- **Exercise description**
Each entry must be returned exactly. None may be omitted.

- **Records provided**
----------------
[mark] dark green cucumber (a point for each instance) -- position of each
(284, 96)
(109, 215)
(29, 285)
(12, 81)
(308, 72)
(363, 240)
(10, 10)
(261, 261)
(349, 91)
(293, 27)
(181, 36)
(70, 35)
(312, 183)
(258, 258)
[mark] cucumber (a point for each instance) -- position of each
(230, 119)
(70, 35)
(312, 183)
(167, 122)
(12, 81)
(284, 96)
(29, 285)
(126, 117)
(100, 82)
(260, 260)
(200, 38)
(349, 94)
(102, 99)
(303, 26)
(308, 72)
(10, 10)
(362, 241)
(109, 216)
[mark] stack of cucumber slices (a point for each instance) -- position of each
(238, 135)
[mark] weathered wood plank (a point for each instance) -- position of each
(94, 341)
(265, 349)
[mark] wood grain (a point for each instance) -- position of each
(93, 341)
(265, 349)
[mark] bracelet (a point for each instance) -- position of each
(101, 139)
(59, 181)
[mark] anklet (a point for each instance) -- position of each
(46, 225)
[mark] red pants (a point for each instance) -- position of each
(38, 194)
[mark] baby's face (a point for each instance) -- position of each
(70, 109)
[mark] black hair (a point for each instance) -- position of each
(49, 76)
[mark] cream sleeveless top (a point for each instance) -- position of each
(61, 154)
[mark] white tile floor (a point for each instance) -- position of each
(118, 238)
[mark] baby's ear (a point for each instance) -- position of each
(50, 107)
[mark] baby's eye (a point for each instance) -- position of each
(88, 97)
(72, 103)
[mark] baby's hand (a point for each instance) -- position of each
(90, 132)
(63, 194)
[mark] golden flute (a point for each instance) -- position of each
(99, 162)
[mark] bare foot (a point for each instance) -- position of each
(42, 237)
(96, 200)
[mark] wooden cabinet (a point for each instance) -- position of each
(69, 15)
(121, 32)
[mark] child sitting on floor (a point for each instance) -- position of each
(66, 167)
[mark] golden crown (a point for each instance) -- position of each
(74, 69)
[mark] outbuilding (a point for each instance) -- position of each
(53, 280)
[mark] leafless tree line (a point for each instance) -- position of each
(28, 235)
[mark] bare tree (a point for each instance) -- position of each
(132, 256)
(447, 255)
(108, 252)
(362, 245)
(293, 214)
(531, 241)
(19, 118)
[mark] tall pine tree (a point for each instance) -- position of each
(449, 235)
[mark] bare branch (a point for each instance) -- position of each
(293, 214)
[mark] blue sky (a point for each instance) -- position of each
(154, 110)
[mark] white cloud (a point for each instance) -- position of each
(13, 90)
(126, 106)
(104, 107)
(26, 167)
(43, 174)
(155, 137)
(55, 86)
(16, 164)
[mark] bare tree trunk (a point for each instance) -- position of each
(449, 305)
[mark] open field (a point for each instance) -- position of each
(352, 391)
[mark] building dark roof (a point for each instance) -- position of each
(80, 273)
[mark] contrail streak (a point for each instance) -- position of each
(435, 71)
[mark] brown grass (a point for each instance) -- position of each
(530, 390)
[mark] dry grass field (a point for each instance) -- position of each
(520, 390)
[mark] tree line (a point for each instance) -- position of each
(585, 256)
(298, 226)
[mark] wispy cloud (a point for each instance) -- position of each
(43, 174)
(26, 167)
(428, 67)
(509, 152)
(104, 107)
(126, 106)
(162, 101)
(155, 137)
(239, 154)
----------------
- **Finished task**
[mark] dark green cucumber (a point for each instance) -- position of each
(284, 96)
(109, 215)
(29, 285)
(12, 81)
(308, 72)
(363, 240)
(10, 10)
(261, 261)
(349, 91)
(293, 27)
(181, 36)
(70, 35)
(312, 183)
(258, 258)
[mark] cucumber (a point for each instance) -- position of each
(230, 119)
(70, 35)
(312, 183)
(167, 122)
(12, 81)
(284, 96)
(29, 285)
(126, 117)
(100, 82)
(260, 260)
(200, 38)
(349, 94)
(102, 99)
(303, 26)
(308, 72)
(10, 10)
(362, 241)
(109, 216)
[mark] stack of cucumber slices (a point for each instance) -- position of each
(238, 135)
[mark] weathered wood plank (a point for each instance) -- position of each
(94, 341)
(265, 349)
[mark] wood grain (a point for each instance) -- position of each
(93, 341)
(265, 349)
[mark] bracelet (a point for each instance) -- position of each
(101, 139)
(59, 181)
[mark] anklet (a point for each instance) -- position of each
(46, 225)
[mark] red pants (a point for each instance) -- position of each
(38, 194)
[mark] baby's face (a point for each instance) -- position of each
(70, 109)
[mark] black hair (a point for each instance) -- position of each
(49, 76)
[mark] cream sleeveless top (a point for each instance) -- position of each
(61, 154)
[mark] white tile floor (a point for each instance) -- position of each
(118, 238)
[mark] baby's ear (a point for each instance) -- position of each
(50, 107)
[mark] baby's eye (a point for each instance) -- position of each
(88, 97)
(72, 103)
[mark] baby's hand (a point for each instance) -- position of each
(90, 132)
(63, 194)
[mark] golden flute (a point for each instance) -- position of each
(99, 162)
[mark] bare foot (a point for each instance) -- position of each
(42, 237)
(96, 200)
[mark] wooden cabinet (a point for each instance) -- position of each
(69, 15)
(121, 32)
[mark] child sitting on floor (a point for each instance) -- position of each
(66, 167)
[mark] golden crown (a point for each instance) -- position of each
(74, 69)
[mark] outbuilding (a point for each instance) -- position of each
(53, 280)
[mark] leafless tree line (a point for each instance) -- position of each
(28, 235)
[mark] bare tree (a point for each instance) -- position of each
(132, 256)
(447, 255)
(108, 252)
(362, 245)
(293, 214)
(531, 241)
(19, 118)
[mark] tall pine tree (a point for each instance) -- position of each
(449, 235)
[mark] bare branch (a point for each instance) -- position of each
(293, 214)
[mark] blue sky (a point for each instance) -- position of each
(154, 110)
[mark] white cloud (a point for each instance) -- position of each
(13, 90)
(126, 106)
(104, 107)
(26, 167)
(43, 174)
(155, 137)
(55, 86)
(16, 164)
[mark] bare tree trunk (a point for each instance) -- position of each
(449, 305)
[mark] open field (a point for each instance) -- position of each
(352, 391)
[mark] building dark roof (a point for each instance) -- position of each
(80, 273)
[mark] contrail streak (a point for each instance) -- position of each
(435, 71)
[mark] brown grass (a point for each instance) -- position of each
(530, 390)
[mark] dry grass field (a point for each instance) -- position of each
(520, 390)
[mark] tree line (a point for each instance) -- position of each
(585, 256)
(298, 226)
[mark] wispy cloud (a point for each instance) -- position of each
(43, 174)
(26, 167)
(428, 67)
(509, 152)
(104, 107)
(126, 106)
(162, 101)
(155, 137)
(239, 154)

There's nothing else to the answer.